[WHAT YOU SHOULD DO]
Report all lines in the records below that contain the word "every", and copy each of those lines in full.

[RECORD EXCERPTS]
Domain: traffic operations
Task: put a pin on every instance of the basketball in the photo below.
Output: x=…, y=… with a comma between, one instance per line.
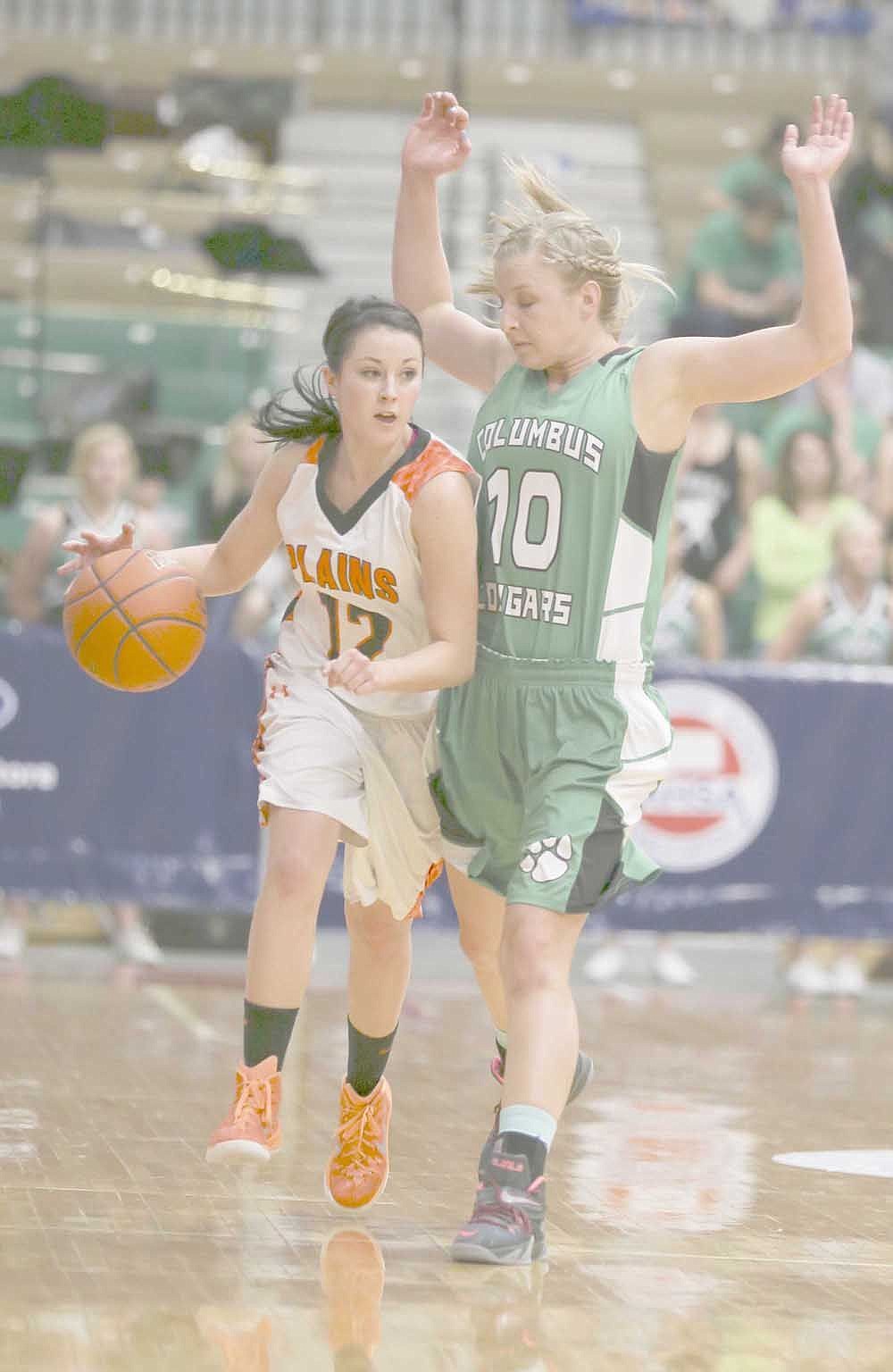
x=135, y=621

==

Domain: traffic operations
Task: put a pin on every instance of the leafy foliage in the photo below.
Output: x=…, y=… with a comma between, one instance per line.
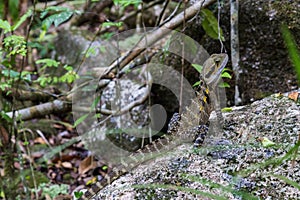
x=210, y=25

...

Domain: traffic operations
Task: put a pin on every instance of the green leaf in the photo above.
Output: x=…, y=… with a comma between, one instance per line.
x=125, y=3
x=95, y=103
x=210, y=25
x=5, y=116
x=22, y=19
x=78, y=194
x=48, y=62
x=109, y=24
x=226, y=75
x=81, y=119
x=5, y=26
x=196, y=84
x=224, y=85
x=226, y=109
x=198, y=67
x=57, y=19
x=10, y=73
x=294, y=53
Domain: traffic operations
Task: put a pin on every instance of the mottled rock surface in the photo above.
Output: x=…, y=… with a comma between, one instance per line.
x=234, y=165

[RIGHT ANSWER]
Task: put a pin on every instance of the basketball in the photo below.
Task: put a pin on every instance of the leafy foliage in the photo below.
Task: put a pin on every instance of the green leaf in the photo above.
Task: put a pin on every instance of the mottled rock surface in the photo above.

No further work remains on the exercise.